*** Excerpt provided ***

Gilbert Jean Thierry Namur
Writing this Musical Biography is opening up a flood of memories. As I write it, I know more will come to me. I also know that my closest friends and family will help me fill in the voids. I tell you this up front as I know that this document will be dynamic. I will add to it and edit it over the next few months until I have it right.
Ever since I can remember, there has been music in my life. As a young child in Belgium, my parents exposed me to French musicians like Sacha Distel and Georges Brassens. As well, there was often classical music being played on our stereo by the likes of Mozart, Beethoven and Chopin. My sisters Michele and Carol in turn made sure to round this out by introducing me to the Beatles, Elvis Presley and eventually in 1970, Carlos Santana. By the time I was eight, I distinctly remember often falling asleep humming or singing songs and found it most interesting to try to make up my own melodies. I need to say here that my parents and my sisters were always supportive of my music, always an encouragement but never ever pressured me.
At first, it was actually my sister Michele’s guitar that I used. A lovely nylon strung instrument. If my memory serves me, my first guitar was a Kent acoustic nylon strung guitar. Then, for my tenth birthday, Michele bought me an electric guitar and amp. I remember being so thrilled with this. After bedtime, you know .. the lights out bit when you are a kid, I would sneak out of bed, plug that guitar in and with the volume way down I would pluck away hoping to not get caught. Eventually I purchased an Aria steel string guitar through paper route earnings on which I learned to sing and play many folks and pop songs. At that time, around 14 years old, I was hammering out such tunes as Gordon Lightfoot’s Canadian Railroad Trilogy (which took me ages to memorize the lyrics to) as well as songs by The Beatles, Three Dog Night, Joni Mitchell, James Taylor, Simon and Garfunkel and Tom Rush.

***

Task requirements:
- a) Write out the stretch of the musical biography from "At first, it" through "and Tom Rush.".
- b) Decide whether each statement agrees with the musical biography, answering yes or no and quoting the words that settle it: (i) Michele gave the writer an electric guitar and amp for the writer's tenth birthday. (ii) The writer's parents pressured the writer to pursue music. (iii) The writer paid for the Aria steel string guitar with paper route earnings.
- c) Recast the paragraph of the musical biography that opens "Ever since I can remember" as a short list that keeps its main facts.
Use nothing but the musical biography as your source.

*** Records ***

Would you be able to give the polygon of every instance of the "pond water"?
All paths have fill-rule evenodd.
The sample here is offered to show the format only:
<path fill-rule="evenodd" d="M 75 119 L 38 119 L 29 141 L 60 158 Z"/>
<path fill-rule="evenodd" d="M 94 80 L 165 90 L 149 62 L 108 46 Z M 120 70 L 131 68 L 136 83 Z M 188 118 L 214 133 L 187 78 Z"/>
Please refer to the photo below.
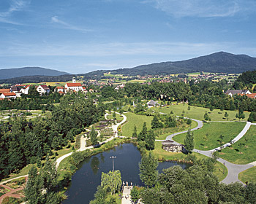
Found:
<path fill-rule="evenodd" d="M 116 157 L 114 159 L 114 167 L 115 170 L 121 171 L 122 181 L 143 186 L 138 166 L 141 159 L 140 153 L 132 144 L 124 144 L 86 158 L 73 175 L 70 186 L 66 192 L 68 198 L 62 203 L 89 203 L 94 199 L 97 186 L 100 184 L 102 172 L 108 173 L 113 170 L 112 159 L 110 158 L 112 156 Z M 163 162 L 159 162 L 158 170 L 161 173 L 164 168 L 178 165 L 183 168 L 188 167 L 187 164 Z"/>

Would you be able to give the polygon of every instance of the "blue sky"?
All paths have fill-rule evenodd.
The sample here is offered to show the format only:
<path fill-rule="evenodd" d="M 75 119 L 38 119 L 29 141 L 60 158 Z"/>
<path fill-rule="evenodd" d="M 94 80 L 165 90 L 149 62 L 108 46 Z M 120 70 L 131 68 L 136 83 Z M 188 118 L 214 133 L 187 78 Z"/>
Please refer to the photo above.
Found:
<path fill-rule="evenodd" d="M 1 0 L 0 68 L 69 73 L 256 57 L 255 0 Z"/>

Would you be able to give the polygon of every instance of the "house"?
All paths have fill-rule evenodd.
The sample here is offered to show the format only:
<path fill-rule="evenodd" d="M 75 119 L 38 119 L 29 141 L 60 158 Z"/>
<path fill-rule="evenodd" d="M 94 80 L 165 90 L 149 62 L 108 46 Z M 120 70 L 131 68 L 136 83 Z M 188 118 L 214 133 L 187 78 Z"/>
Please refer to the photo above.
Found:
<path fill-rule="evenodd" d="M 246 95 L 249 98 L 256 98 L 256 93 L 251 93 L 251 94 L 243 94 L 243 93 L 238 93 L 238 95 Z"/>
<path fill-rule="evenodd" d="M 64 92 L 64 87 L 56 87 L 55 89 L 54 89 L 54 92 Z"/>
<path fill-rule="evenodd" d="M 12 86 L 10 90 L 11 92 L 13 92 L 15 93 L 20 92 L 20 88 L 18 86 Z"/>
<path fill-rule="evenodd" d="M 80 90 L 83 91 L 83 86 L 80 83 L 66 83 L 65 85 L 65 93 Z"/>
<path fill-rule="evenodd" d="M 20 92 L 23 94 L 29 94 L 29 90 L 30 86 L 31 85 L 27 85 L 24 88 L 20 89 Z"/>
<path fill-rule="evenodd" d="M 88 93 L 88 90 L 86 90 L 86 87 L 83 87 L 83 92 L 86 94 Z"/>
<path fill-rule="evenodd" d="M 166 140 L 162 142 L 162 148 L 170 152 L 186 152 L 187 150 L 183 144 L 176 144 L 174 141 Z"/>
<path fill-rule="evenodd" d="M 2 93 L 10 93 L 11 90 L 10 89 L 0 89 L 0 95 Z"/>
<path fill-rule="evenodd" d="M 48 94 L 50 90 L 47 85 L 39 85 L 37 87 L 37 91 L 42 95 L 42 94 Z"/>
<path fill-rule="evenodd" d="M 65 94 L 63 91 L 61 91 L 61 90 L 59 91 L 58 93 L 59 93 L 59 94 Z"/>
<path fill-rule="evenodd" d="M 153 100 L 151 100 L 147 103 L 148 108 L 159 106 L 159 103 L 158 103 L 157 101 L 154 101 Z"/>
<path fill-rule="evenodd" d="M 4 93 L 0 96 L 1 98 L 16 98 L 16 94 L 15 93 Z"/>
<path fill-rule="evenodd" d="M 226 91 L 225 94 L 233 97 L 233 95 L 236 94 L 252 94 L 252 93 L 247 90 L 228 90 Z"/>

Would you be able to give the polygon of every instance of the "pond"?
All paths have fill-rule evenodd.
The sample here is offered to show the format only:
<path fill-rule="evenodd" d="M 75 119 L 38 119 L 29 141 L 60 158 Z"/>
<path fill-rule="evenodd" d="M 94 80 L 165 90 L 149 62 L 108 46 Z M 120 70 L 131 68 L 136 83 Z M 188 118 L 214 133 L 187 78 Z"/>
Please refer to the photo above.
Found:
<path fill-rule="evenodd" d="M 139 162 L 140 153 L 132 144 L 124 144 L 107 152 L 86 158 L 73 175 L 72 182 L 66 195 L 68 198 L 64 204 L 87 204 L 94 199 L 97 187 L 100 184 L 102 172 L 108 173 L 113 170 L 110 157 L 114 156 L 115 170 L 121 171 L 122 181 L 132 182 L 143 186 L 139 176 Z M 159 172 L 173 165 L 181 165 L 186 168 L 189 165 L 175 162 L 159 162 Z"/>

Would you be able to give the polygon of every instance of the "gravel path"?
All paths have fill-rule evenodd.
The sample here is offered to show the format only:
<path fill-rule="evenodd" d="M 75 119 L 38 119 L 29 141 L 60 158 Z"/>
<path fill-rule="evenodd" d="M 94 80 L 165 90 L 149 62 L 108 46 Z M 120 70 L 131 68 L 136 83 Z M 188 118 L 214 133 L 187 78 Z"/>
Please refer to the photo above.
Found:
<path fill-rule="evenodd" d="M 201 128 L 203 127 L 203 122 L 202 121 L 200 121 L 200 120 L 197 120 L 197 119 L 191 119 L 194 121 L 196 121 L 198 125 L 197 125 L 197 127 L 196 127 L 195 128 L 193 128 L 191 130 L 193 131 L 193 130 L 198 130 L 200 128 Z M 251 125 L 256 125 L 256 123 L 255 124 L 252 124 L 251 122 L 246 122 L 246 125 L 244 126 L 244 129 L 241 131 L 241 133 L 232 141 L 232 143 L 236 143 L 237 142 L 239 139 L 241 139 L 244 135 L 245 133 L 247 132 L 247 130 L 249 130 L 249 128 L 250 128 Z M 173 137 L 174 136 L 177 136 L 177 135 L 179 135 L 179 134 L 182 134 L 182 133 L 187 133 L 187 131 L 182 131 L 182 132 L 179 132 L 179 133 L 174 133 L 174 134 L 172 134 L 172 135 L 170 135 L 166 137 L 166 140 L 173 140 Z M 162 141 L 162 140 L 156 140 L 157 141 Z M 176 142 L 174 141 L 174 144 L 180 144 L 178 142 Z M 223 145 L 223 146 L 222 147 L 222 149 L 223 148 L 225 148 L 227 146 L 230 146 L 231 144 L 230 143 L 227 143 L 225 144 L 225 145 Z M 211 149 L 211 150 L 208 150 L 208 151 L 201 151 L 201 150 L 198 150 L 198 149 L 193 149 L 193 152 L 197 152 L 197 153 L 200 153 L 200 154 L 202 154 L 206 157 L 211 157 L 212 156 L 212 154 L 215 152 L 215 151 L 218 151 L 218 150 L 220 150 L 221 149 L 221 147 L 217 147 L 217 148 L 215 148 L 214 149 Z M 246 164 L 246 165 L 237 165 L 237 164 L 233 164 L 233 163 L 231 163 L 230 162 L 227 162 L 227 160 L 223 160 L 222 158 L 219 158 L 217 159 L 217 161 L 222 162 L 222 164 L 225 163 L 225 165 L 227 167 L 227 177 L 223 180 L 222 181 L 222 183 L 225 183 L 225 184 L 231 184 L 233 182 L 236 182 L 236 181 L 238 181 L 238 182 L 241 182 L 242 183 L 239 179 L 238 179 L 238 174 L 248 169 L 248 168 L 250 168 L 253 166 L 256 166 L 256 161 L 254 162 L 252 162 L 252 163 L 249 163 L 249 164 Z M 244 184 L 244 183 L 242 183 Z"/>

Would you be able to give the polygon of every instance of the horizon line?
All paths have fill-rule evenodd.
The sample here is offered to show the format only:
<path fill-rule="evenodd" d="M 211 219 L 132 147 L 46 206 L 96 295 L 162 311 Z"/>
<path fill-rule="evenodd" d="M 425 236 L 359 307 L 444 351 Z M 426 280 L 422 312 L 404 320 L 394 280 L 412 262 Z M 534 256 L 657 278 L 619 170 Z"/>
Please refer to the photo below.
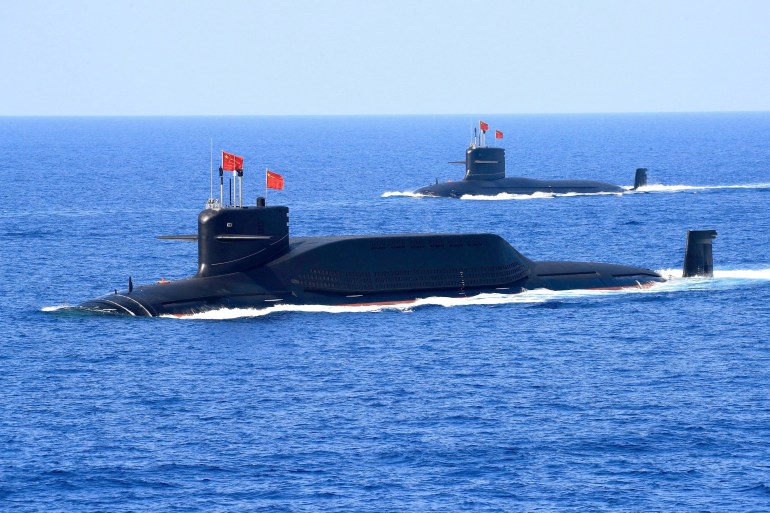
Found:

***

Full answers:
- a)
At first, it was actually my sister Michele’s guitar that I used. A lovely nylon strung instrument. If my memory serves me, my first guitar was a Kent acoustic nylon strung guitar. Then, for my tenth birthday, Michele bought me an electric guitar and amp. I remember being so thrilled with this. After bedtime, you know .. the lights out bit when you are a kid, I would sneak out of bed, plug that guitar in and with the volume way down I would pluck away hoping to not get caught. Eventually I purchased an Aria steel string guitar through paper route earnings on which I learned to sing and play many folks and pop songs. At that time, around 14 years old, I was hammering out such tunes as Gordon Lightfoot’s Canadian Railroad Trilogy (which took me ages to memorize the lyrics to) as well as songs by The Beatles, Three Dog Night, Joni Mitchell, James Taylor, Simon and Garfunkel and Tom Rush.

- b)
(i) Yes: "for my tenth birthday, Michele bought me an electric guitar and amp."
(ii) No: "always an encouragement but never ever pressured me."
(iii) Yes: "Eventually I purchased an Aria steel string guitar through paper route earnings"

- c)
- Music has been part of the writer's life for as long as the writer can remember.
- As a young child in Belgium, the writer heard French musicians like Sacha Distel and Georges Brassens through the writer's parents.
- Classical music by Mozart, Beethoven and Chopin was often played on the family stereo.
- The writer's sisters Michele and Carol introduced the Beatles, Elvis Presley and, in 1970, Carlos Santana.
- By age eight, the writer often fell asleep humming or singing and liked making up melodies.
- The writer's parents and sisters always supported the writer's music but never pressured the writer.